> Passage
************

Reviewed and abecedaried by Victor Enns
As I left my cane and my doghair-enshrouded black wool coat on one of the chairs in my favourite bookstore, I looked forward to the task before me. Every Christmas I buy a hard cover book for every member of my immediate family, which is growing as children accumulate partners, though I haven’t had to buy Goodnight Moon for any grandchildren yet.
I need ten books, and buy twelve to leave a little room for last minute considerations as to which would be most appropriate for each family member, and maybe a little read for me. I have to go fairly late in the season because one of the rules is that I can’t read them before I hand them over. There is a no trade rule and I sign the flyleaf with a Christmas wish specific to each reader. Family members may select any hardcover on my shelves if they are home for Christmas, in exchange for this season’s gift. This year it cost me Jonathan Franzen’s Corrections in exchange for Cynthia Ozick’s Foreign Bodies. I was happy with the trade, thinking Franzen (whom I had read) could learn a few things about the precision and economy I was expecting in the Ozick.
After the children go home I am left with two books, Jane Urquhart’s Sanctuary Line and Michael Helm’s Cities of Refuge. Both come with handsome book jackets with yellow as a key colour carrying the now-ubiquitous Ancient Forest Friendly logo, and quotes from Ontario newspapers on the back. Neither has any prize short-list or win stickers to certify value for money on the front. The bicycle on Cities and the butterfly on Sanctuary both communicate a sense of fragility, and one would think the images were chosen for the potential appeal to target readers. It’s a man’s bicycle. I show my age by thinking bicycles have genders. (1) Reading the trades you’d think I’m one of the last ten men on earth buying and reading books, though I draw the line at joining book clubs.
I’ll be wanting to preserve the book jackets, though I won’t MacTac them like my father did. Unwrapped both are plain linen-coloured hard covers, and even with the printing on the spine, could still be easily mistaken for each other on my bookshelves. Don’t think I’m a collector. I’m a reader, one who intensely enjoys the actual physicality of a book in my hands, as I do a proper scotch glass with some heft to it, with three fingers of scotch carefully poured over just the right number of ice cubes.
After reading both novels in my favourite Danish rocking chair listening to the new Radio 2, it was almost spring, and I thought. Well, I thought there were interesting similarities and some differences between the two novels. I thought a review, but without racing the two books to see which might end up a book club selection, and which might be remaindered. Comparing two books to each other is like comparing your children, not something you really do if you can avoid it, certainly not if you know word is going to get back to them. I was at a loss, but only momentarily, as to what I might be looking for, when I realized the alphabet offers structure and solution.

************

> Given instruction A
Quote the book review word for word, starting at "I need ten books, and" and ending at "in the Ozick.".
> Given instruction B
Name every book title that appears in the book review.
> Given instruction C
Continue the book review from where it stops.
The data after this review comes from a separate source.

> Information supplied
************

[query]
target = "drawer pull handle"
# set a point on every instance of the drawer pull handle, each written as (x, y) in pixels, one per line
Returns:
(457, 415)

************

> Final answer A
I need ten books, and buy twelve to leave a little room for last minute considerations as to which would be most appropriate for each family member, and maybe a little read for me. I have to go fairly late in the season because one of the rules is that I can’t read them before I hand them over. There is a no trade rule and I sign the flyleaf with a Christmas wish specific to each reader. Family members may select any hardcover on my shelves if they are home for Christmas, in exchange for this season’s gift. This year it cost me Jonathan Franzen’s Corrections in exchange for Cynthia Ozick’s Foreign Bodies. I was happy with the trade, thinking Franzen (whom I had read) could learn a few things about the precision and economy I was expecting in the Ozick.

> Final answer B
Goodnight Moon, Corrections, Foreign Bodies, Sanctuary Line, Cities of Refuge

> Final answer C
* * *
A
Abandon, abandonment, abandonado; (See also Absent, father.) (See also Men, behaving badly.) Fathers die, leave, children suffer collateral damage. Kim. Teo. Liz. “There is no one left. I live in a landscape where absence confronts me daily. But my uncle’s disappearance – his departure to nowhere – was the most dramatic, and the most deliberate: the most final abdication of them all.” (early in Sanctuary Lines)
Afghanistan made several appearances in Canadian fiction in 2010, including Kim’s dead sister. (See also The Matter with Morris, David Bergen.)
Ambiguity, each story about its foreigners. (See also Other).
B
Butterflies, Monarch; Nabokov would have loved Urquhart’s description of the butterfly tree. No butterflies I can remember in Cities of Refuge, though I can remember Butterflies are Free.
Betrayal, enough to go round in both books, more personal and intimate in Sanctuary, more political and violent in Cities, both devastating with a slow reveal.
Bicycle, Kim rides. No Italian thieves.
C
Country, going to the, southern Ontario, Helpless. Not rural and treeless like in Manitoba, but woodsy like Neil Young, and Bruce Cockburn with lakes like Toronto magazine features. Liz Crane (Sanctuary Line) and Kim Lystander (Cities of Refuge) retreat, take stock, recover.
Character; flawed all of them, but well drawn, lots of show and I won’t tell.
Chile, (See also Disappearance); Harold, Kim’s father, was there, and it’s his Achilles. The Coup and Allende’s death were the work of the CIA—proven later, their logo shiny on Pinochet’s tanks and helicopters with malignant magicians making people disappear.
Cities, Levitical; the Levites were given forty-eight cities in which they could live, and of these, according to the Torah, six were “cities of refuge” where a manslayer could reside if he committed manslaughter, rather than murder, for which the punishment was death.
D
Divorce; studies show that children of divorced parents are less likely to finish post secondary studies. Kim drops out, because she allows speculation and story into her research, a little designated self-reflexive authority.
Disappearance; there goes the summer uncle pulling up his pants, buckling his belt, his wife mad as hell, his niece taking it all in. There go Harold’s compadres while he smokes a cigarette. There goes Harold off the bridge.
Dolores, derived from the Spanish dolores (sorrows, aches). The name, bestowed in honour of the Virgin Mary, “Maria de los Dolores” (Mary of the Sorrows), makes reference to the seven sorrows of Mary in her relationship with her son.
E
Erase; (See Disappearance).
Extinction; “… is relentless, and it is flourishing. I believe it will win in the end.” (early in Sanctuary Line)
F
Foreshadowing, invisible in first reading of either novel; oppressive in the second reading of Sanctuary Line, a long wank; mission creep in Cities of Refugees, father, not father getting a lot of air, the water, under the bridge.
G
Game: the victor and the victim play a little game. (See Victor, Victim.)
Genocide; Darfur, and all those North African weapons from which refugees are running, when all we have is bad water, gas in a bag.
H
Helm, Michael, author of Cities of Refuge (2010), The Projectionist (Giller short-list) and In the Place of Last Things (Rogers Writers’ Trust Fiction Prize and Commonwealth Writer’s Prize for Best Book short-list). An editor at Brick, he teaches creative writing at York University in Toronto.
History; catches up with historian Harold.
Heroines; (See Women).
I
Illegal immigrants; a cargo of Mexican fruit-pickers unloaded on the Toronto tarmac, ripe for the picking; refused refugees refusing to leave their cities of refuge.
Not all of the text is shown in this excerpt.